* _Passage given_
If $ACTION_PATH is set, store the resulting manifest files as json documents.
create-manifest s3://link-workflow-artifacts/sample/flat --include ".*.tiff$" --exclude "BG33.tiff$" --output /tmp/list.json --target s3://linz-imagery/sample
Copy the files in the manifest between two locations. For manifest creation see create-manifest.
Only copy files which have changed when using the --no-clobber
(or --force-no-clobber
) option.
Always copy files even if they have changed when using the --force
option.
copy ./debug/manifest-eMxkhansySrfQt79rIbAGOGrQ2ne-h4GdLXkbA3O6mo.json --concurrency 10
group an input list into an array of arrays.
group --size 2 "a" "b" "c" '["1","2","3"]'
# [["a","b"], ["c","1"], ["2", "3"]]
Create STAC catalog JSON file when given links to catalog template JSON file and location to search for collection.json files.
stac catalog --template catalog_template.json --output catalog.json /path/to/stac/
Example template file:
{
"stac_version": "1.0.0",
"type": "Catalog",
"id": "linz-imagery",
"description": "Toitū Te Whenua Land Information New Zealand makes New Zealand's publicly owned aerial and satellite imagery archive freely available to use under an open licence. This public S3 bucket has been made available to enable bulk access and cloud-based data processing. You can also access the imagery through the LINZ Data Service or LINZ Basemaps.",
"links": [
{ "rel": "self", "href": "https://linz-imagery.s3.ap-southeast-2.amazonaws.com/catalog.json" },
{ "rel": "root", "href": "./catalog.json" }
]
}
Output will look like:
{
"stac_version": "1.0.0",
"type": "Catalog",
"id": "linz-imagery",
"description": "Toitū Te Whenua Land Information New Zealand makes New Zealand's publicly owned aerial and satellite imagery archive freely available to use under an open licence. This public S3 bucket has been made available to enable bulk access and cloud-based data processing. You can also access the imagery through the LINZ Data Service or LINZ Basemaps.",
"links": [
{
"rel": "self",
"href": "https://linz-imagery.s3.ap-southeast-2.amazonaws.com/catalog.json"
},
{
"rel": "root",
"href": "./catalog.json"
},
{
"rel": "child",
"href": "./auckland/auckland_2010-2011_0.125m/rgb/2193/collection.json",
"title": "Auckland 0.125m Urban Aerial Photos (2010-2011)",
"file:checksum": "1220670da4eb9d1e9a8ce209ac2894bc523ffc33d805718058ff268d20092f3596fd",
"file:size": 387938
},
{
"rel": "child",
"href": "./auckland/auckland_2010-2012_0.5m/rgb/2193/collection.json",
"title": "Auckland 0.5m Rural Aerial Photos (2010-2012)",
"file:checksum": "1220fd8793f08d92ca52ebf283db98c847cf2a23730ff10e8da95121bbd753445068",
"file:size": 23987
}
]
}
Format and push a STAC collection.json file and Argo Workflows parameters file to a GitHub repository. Used by the publish-copy Argo Workflow.

* _Data rows_
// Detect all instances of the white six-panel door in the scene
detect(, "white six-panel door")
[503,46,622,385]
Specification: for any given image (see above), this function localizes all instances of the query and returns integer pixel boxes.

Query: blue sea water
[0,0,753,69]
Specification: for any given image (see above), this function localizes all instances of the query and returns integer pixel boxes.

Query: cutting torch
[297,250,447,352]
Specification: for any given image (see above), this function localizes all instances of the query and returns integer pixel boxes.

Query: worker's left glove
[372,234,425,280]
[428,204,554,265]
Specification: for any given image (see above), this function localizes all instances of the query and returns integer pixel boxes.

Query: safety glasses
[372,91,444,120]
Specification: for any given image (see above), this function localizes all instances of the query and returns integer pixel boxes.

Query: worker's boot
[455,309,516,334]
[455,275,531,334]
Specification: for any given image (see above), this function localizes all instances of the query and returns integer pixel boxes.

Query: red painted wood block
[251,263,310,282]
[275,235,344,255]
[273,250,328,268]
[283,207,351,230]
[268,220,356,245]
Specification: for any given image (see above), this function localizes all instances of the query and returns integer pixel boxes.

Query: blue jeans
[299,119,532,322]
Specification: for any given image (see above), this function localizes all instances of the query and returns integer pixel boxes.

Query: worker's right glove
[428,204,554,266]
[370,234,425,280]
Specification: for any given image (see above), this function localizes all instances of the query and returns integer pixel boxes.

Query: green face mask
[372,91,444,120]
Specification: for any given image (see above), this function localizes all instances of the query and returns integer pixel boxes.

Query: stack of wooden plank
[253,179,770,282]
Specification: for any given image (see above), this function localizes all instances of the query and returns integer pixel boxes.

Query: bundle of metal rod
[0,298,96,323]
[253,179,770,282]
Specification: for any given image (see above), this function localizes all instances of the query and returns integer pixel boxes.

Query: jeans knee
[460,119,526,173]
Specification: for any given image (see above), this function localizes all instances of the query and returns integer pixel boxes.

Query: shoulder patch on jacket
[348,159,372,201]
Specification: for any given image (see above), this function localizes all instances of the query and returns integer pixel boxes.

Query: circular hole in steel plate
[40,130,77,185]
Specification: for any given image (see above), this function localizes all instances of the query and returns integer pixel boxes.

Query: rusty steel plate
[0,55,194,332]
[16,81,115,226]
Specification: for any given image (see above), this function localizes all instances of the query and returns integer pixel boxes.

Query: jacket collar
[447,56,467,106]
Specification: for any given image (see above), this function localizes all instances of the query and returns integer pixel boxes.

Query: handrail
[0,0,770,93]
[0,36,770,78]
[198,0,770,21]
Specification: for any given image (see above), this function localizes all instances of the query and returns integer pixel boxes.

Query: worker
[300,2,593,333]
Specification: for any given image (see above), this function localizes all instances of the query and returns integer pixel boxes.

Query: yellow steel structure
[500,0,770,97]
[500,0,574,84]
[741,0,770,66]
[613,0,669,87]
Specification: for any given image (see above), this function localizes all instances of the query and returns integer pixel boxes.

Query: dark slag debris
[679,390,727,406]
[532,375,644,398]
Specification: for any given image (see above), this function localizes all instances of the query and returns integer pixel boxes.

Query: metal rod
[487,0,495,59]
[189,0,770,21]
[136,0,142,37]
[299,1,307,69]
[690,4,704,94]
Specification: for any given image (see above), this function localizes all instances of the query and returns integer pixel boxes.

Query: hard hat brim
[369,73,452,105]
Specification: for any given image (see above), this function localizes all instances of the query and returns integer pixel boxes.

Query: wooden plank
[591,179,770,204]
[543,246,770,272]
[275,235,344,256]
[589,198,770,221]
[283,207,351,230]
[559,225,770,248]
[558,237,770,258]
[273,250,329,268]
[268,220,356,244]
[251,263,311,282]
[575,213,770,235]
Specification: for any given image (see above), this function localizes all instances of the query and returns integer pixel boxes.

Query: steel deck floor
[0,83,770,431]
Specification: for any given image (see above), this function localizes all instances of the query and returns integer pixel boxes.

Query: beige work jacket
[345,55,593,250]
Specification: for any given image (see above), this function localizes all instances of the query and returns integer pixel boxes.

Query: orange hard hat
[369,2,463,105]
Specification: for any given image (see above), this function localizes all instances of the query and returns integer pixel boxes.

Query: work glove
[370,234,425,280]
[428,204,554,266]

* _Given task A_
From the example command lines in the command-line tool documentation, list every command that is invoked.
* _Given task B_
Rewrite the part of the command-line tool documentation that opens with the words containing "Always copy files" and closes with "array of arrays.", replacing "files" with "objects".
* _Given task C_
Go on with the command-line tool documentation, picking up right after its final sentence.
The rows play no part in this work.

* _Written reply A_
create-manifest, copy, group, stac catalog

* _Written reply B_
Always copy objects even if they have changed when using the --force
option.
copy ./debug/manifest-eMxkhansySrfQt79rIbAGOGrQ2ne-h4GdLXkbA3O6mo.json --concurrency 10
group an input list into an array of arrays.

* _Written reply C_
stac github-import --source=SOURCE_S3_URL --target=TARGET_S3_URL [--repo-name=OWNER/REPO] [--ticket=TICKET_REFERENCE] [--copy-option=COPY_OPTION]
OWNER/REPO
defaults to "linz/imagery".TICKET_REFERENCE
is a Jira ticket ID.COPY_OPTION
can contain a flag for the TIFF and STAC items copy job. Defaults to "--no-clobber".
stac github-import --source=s3://linz-workflows-scratch/2024-03/13-is-niwe-hawkes-bay-all-blocks-xfcxl/flat/ --target=s3://nz-imagery/hawkes-bay/hawkes-bay_2023-2024_0.25m/rgb/2193/ --repo-name=linz/imagery-test --ticket=AIP-56 --copy-option=--force
Synchronise STAC (JSON) files from one path to another.
stac sync /path/to/stac/ s3://linz-imagery/
Validate STAC file(s) from an S3 location
- Validate a single item:
stac validate s3://linz-imagery-staging/test/stac-validate/item1.json
- Validate multiple items:
stac validate s3://linz-imagery-staging/test/stac-validate/item1.json s3://linz-imagery/test/test/item2.json
- Validate a collection and linked items:
stac validate --recursive s3://linz-imagery-staging/test/stac-validate/collection.json
- Validate a collection without validating linked items:
stac validate s3://linz-imagery-staging/test/stac-validate/collection.json
- Validate a the
file:checksum
of all assets inside of a collection:
stac validate --checksum-assets --recursive s3://linz-imagery-staging/test/stac-validate/collection.json
- Validate the
file:checksum
of all STAC links inside of a collection:
stac validate --checksum-links --recursive s3://linz-imagery-staging/test/stac-validate/collection.json
- Validate the
file:checksum
of all assets and STAC links inside of a collection:
stac validate --checksum-assets --checksum-links --recursive s3://linz-imagery-staging/test/stac-validate/collection.json
Validate or create retiling information for a list of tiffs.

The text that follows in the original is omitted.